TEXT:
━━━━━━━━━━━━━━━━

Power Failure / Raid Failure/ HUD Failure / Now What --

phonebuff
Posts: 445
Member Since:
2007-02-15

TB 2.4.0 Aterisk 1.4.16 / CentOS 5, No YUMs.

Have a system that seems to be in a bad power area new UPS & New battries in other UPS unts helped some, but power was down just to long and the system failed hard.. What tool are people usinng to watch APC UPS units and shutdown when they go low ?

Now I have what appears to be a failed Raid set..
http://www.trixbox.org/forums/trixbox-forums/open-discussion/sata...

The IRCD and therefore HUDLite did not come back up had to restart by Hand, anyone write a cron to watch these two taskes and restart them if one or the other fails ?

/var/log/messages is filling up with this error.. An I have no idea what CentOS wants done, has anyone seen it before and know what the correction action should be ? Is it related to the raid failure ?

━━━━━━━━━━━━━━━━

INFORMATION SUPPLIED:

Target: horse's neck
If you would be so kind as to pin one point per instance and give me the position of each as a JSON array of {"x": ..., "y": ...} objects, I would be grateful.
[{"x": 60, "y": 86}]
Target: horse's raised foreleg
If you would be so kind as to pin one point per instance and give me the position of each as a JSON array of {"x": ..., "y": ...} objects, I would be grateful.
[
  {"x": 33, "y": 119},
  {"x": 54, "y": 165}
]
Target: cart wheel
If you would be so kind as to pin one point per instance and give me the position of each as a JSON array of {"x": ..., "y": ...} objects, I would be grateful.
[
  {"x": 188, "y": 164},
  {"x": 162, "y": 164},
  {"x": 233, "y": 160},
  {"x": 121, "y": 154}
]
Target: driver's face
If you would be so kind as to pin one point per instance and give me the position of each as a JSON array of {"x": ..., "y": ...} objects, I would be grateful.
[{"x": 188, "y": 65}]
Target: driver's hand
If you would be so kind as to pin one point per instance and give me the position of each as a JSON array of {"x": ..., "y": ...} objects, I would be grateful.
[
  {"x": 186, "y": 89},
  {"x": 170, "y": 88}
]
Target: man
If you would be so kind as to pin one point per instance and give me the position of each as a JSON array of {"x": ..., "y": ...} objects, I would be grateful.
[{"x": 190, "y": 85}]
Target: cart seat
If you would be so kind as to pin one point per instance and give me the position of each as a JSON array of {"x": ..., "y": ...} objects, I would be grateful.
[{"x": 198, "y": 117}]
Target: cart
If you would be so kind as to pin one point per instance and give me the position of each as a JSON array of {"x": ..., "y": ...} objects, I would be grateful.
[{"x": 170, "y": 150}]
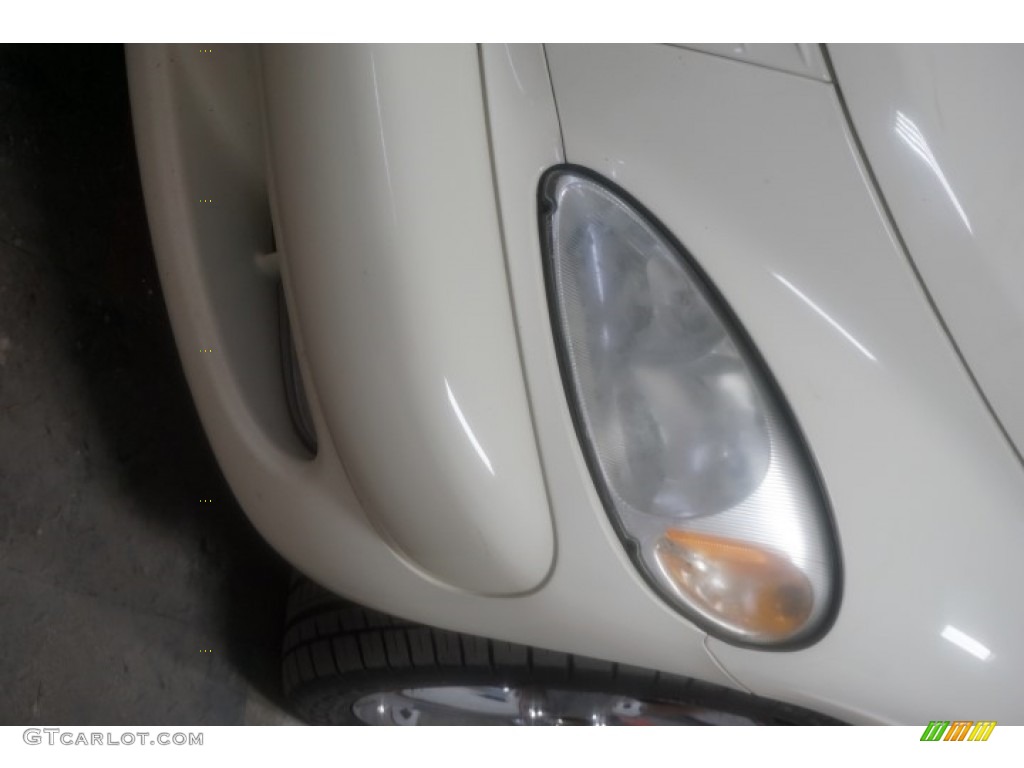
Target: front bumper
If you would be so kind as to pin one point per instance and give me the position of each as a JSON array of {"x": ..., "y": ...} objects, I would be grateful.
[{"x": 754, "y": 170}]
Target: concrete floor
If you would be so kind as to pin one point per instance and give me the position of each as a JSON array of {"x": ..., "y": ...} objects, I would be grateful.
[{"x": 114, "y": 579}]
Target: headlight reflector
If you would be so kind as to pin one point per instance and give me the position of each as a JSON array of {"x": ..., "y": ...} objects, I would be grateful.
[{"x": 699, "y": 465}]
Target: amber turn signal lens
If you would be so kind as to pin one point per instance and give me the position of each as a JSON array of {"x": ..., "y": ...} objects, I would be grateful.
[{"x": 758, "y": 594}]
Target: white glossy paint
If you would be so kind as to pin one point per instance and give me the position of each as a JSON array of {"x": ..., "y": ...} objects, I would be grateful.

━━━━━━━━━━━━━━━━

WORK TO COMPLETE:
1. Which failures does the header of the forum post list?
2. Can you write out the records from the line holding "Target: white glossy paint" through the end of the records, inclusive, replacing "glossy" with "matte"?
The forum post and the records have nothing to do with each other.

IN RESPONSE:
1. Power Failure, Raid Failure, HUD Failure

2.
Target: white matte paint
If you would be so kind as to pin one point per instance and give me the position of each as a JSON array of {"x": ..., "y": ...} objects, I would be grateful.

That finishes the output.